▶ **Directives**
[a] In the Elasticsearch forum post, how many Elasticsearch log nodes does the cluster have in addition to the master nodes?
[b] Translate this sentence from the Elasticsearch forum post into Spanish: "I'm using elasticsearch in a multi-node cluster."
[c] Go on with the Elasticsearch forum post from the point where it stops.

▶ **Selection**
*****

Hi,
I'm using elasticsearch in a multi-node cluster.
Here's the configuration file (elasticsearch.yml) from one of the two elasticsearch log master nodes (in the cluster I have also 6 elasticsearch log nodes):
# Network
network:
host: 0.0.0.0
publish_host: c4t19154.xxx.xxx
http.port: 9200
# Cluster / node name
cluster.name: "es-sa20-xxx-log-hdp-itg-h4"
node.name: "c4t19154.xxx.xxx"
# Node role
node.master: True
node.data: False
# Discovery
discovery.seed_hosts: ['c4t19156.xxx.xxx:9300', 'c4t19154.xxx.xxx:9300', 'c4t19145.xxx.xxx:9300', 'c4t19147.xxx.xxx:9300', 'c4t19867.xxx.xxx:9300', 'c4t19149.xxx.xxx:9300', 'c4t19150.xxx.xxx:9300', 'hc9t09679.xxx.xxx:9300']
cluster.initial_master_nodes: ['c4t19156.xxx.xxx', 'c4t19154.xxx.xxx']
# Memory - Performance
bootstrap.memory_lock: true
# Monitoring
xpack.monitoring.collection.enabled: true
xpack.monitoring.exporters:
csa_monitoring:
type: http
host: ['https://c9t24539.xxx.xxx:9200', 'https://c9t24540.xxx.xxx:9200', 'https://c9t24541.xxx.xxx:9200']
auth:
username: "elastic"
password: "changeme"
ssl:
certificate_authorities: [ "/usr/share/elasticsearch/config/XXX_ENT_Private_SSL_CA_bundle.crt" ]
# Security
xpack.security.enabled: true
xpack.security.audit.enabled: false
# TLS/SSL
xpack.security.transport.ssl.enabled: true
xpack.security.transport.ssl.verification_mode: certificate
xpack.security.transport.ssl.key: "/usr/share/elasticsearch/config/sa-monitoring-itg-h4.xxx.xxx.key"
xpack.security.transport.ssl.certificate: "/usr/share/elasticsearch/config/sa-monitoring-itg-h4.xxx.xxx.crt"
xpack.security.transport.ssl.certificate_authorities: [ "/usr/share/elasticsearch/config/XXX_ENT_Private_SSL_CA_bundle.crt" ]
xpack.security.http.ssl.enabled: true
xpack.security.http.ssl.key: "/usr/share/elasticsearch/config/sa-monitoring-itg-h4.xxx.xxx.key"
xpack.security.http.ssl.certificate: "/usr/share/elasticsearch/config/sa-monitoring-itg-h4.xxx.xxx.crt"

*****

Records:

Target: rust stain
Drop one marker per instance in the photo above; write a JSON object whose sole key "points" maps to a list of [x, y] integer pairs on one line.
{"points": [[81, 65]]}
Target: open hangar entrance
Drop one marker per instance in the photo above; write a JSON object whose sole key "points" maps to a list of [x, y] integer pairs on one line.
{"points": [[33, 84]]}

*****

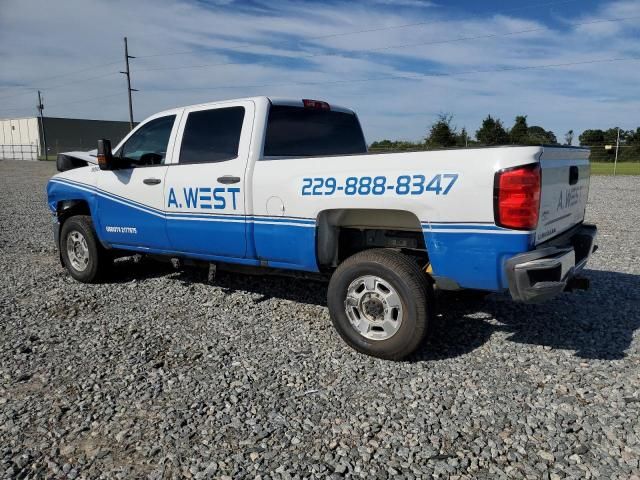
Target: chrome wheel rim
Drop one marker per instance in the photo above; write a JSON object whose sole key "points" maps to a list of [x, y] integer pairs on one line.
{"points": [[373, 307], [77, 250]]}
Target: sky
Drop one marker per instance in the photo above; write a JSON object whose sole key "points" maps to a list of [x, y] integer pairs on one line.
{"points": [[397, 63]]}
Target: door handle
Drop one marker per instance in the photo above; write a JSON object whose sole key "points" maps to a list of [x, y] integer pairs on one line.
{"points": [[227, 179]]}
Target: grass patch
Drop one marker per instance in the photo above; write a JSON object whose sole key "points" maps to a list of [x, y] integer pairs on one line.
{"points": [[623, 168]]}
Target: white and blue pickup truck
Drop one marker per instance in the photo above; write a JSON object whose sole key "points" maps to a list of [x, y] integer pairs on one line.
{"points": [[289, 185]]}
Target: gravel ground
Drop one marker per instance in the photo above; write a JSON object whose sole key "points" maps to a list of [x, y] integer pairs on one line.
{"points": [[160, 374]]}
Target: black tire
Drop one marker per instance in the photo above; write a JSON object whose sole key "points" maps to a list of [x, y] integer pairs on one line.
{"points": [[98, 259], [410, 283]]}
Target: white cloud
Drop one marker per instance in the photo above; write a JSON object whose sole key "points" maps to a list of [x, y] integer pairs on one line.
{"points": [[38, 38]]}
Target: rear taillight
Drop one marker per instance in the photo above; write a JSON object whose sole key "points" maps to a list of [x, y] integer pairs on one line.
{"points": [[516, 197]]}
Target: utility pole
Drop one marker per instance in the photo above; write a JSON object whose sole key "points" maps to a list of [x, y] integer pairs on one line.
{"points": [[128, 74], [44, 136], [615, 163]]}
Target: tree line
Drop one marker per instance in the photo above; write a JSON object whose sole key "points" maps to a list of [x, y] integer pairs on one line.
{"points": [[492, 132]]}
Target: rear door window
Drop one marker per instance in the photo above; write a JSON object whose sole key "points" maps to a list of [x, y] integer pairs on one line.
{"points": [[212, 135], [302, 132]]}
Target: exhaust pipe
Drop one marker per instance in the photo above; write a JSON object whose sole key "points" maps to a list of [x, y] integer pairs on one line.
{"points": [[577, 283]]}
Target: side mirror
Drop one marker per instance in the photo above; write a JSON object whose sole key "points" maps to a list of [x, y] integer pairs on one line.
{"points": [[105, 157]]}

*****

▶ **Exercise answers**
[a] Six.

[b] Estoy usando elasticsearch en un clúster de varios nodos.

[c]
xpack.security.http.ssl.certificate_authorities: [ "/usr/share/elasticsearch/config/XXX_ENT_Private_SSL_CA_bundle.crt" ]
# Authentication - Authorization
xpack.security.authc:
anonymous:
username: anonymous_user
roles: superuser
authz_exception: true
realms:
native.native1:
order: 0
# Watcher mail config
xpack.notification.email.account:
exchange_account:
profile: outlook
email_defaults:
from: 'elasticsearch-logs on hdp-itg-h4 <systemteams-tss-rnd@xxx.flowdock.com>'
smtp:
starttls.enable: true
host: smtp1.xxx.com
port: 25
#Enable OIDC token service
xpack.security.authc.token.enabled: true
##Create an OpenID Connect realm
xpack.security.authc.realms.oidc.uidoidc:
order: 1
rp.client_id: "sa-kibana-itg"
rp.response_type: code
rp.redirect_uri: "https://sa-monitoring-itg-h4.xxx.xxx/kibana-api/security/v1/oidc"
op.issuer: "https://login-itg.ext.xxx.com"
op.authorization_endpoint: "https://login-itg.ext.xxx.com/as/authorization.oauth2"
op.token_endpoint: "https://login-itg.ext.xxx.com/as/token.oauth2"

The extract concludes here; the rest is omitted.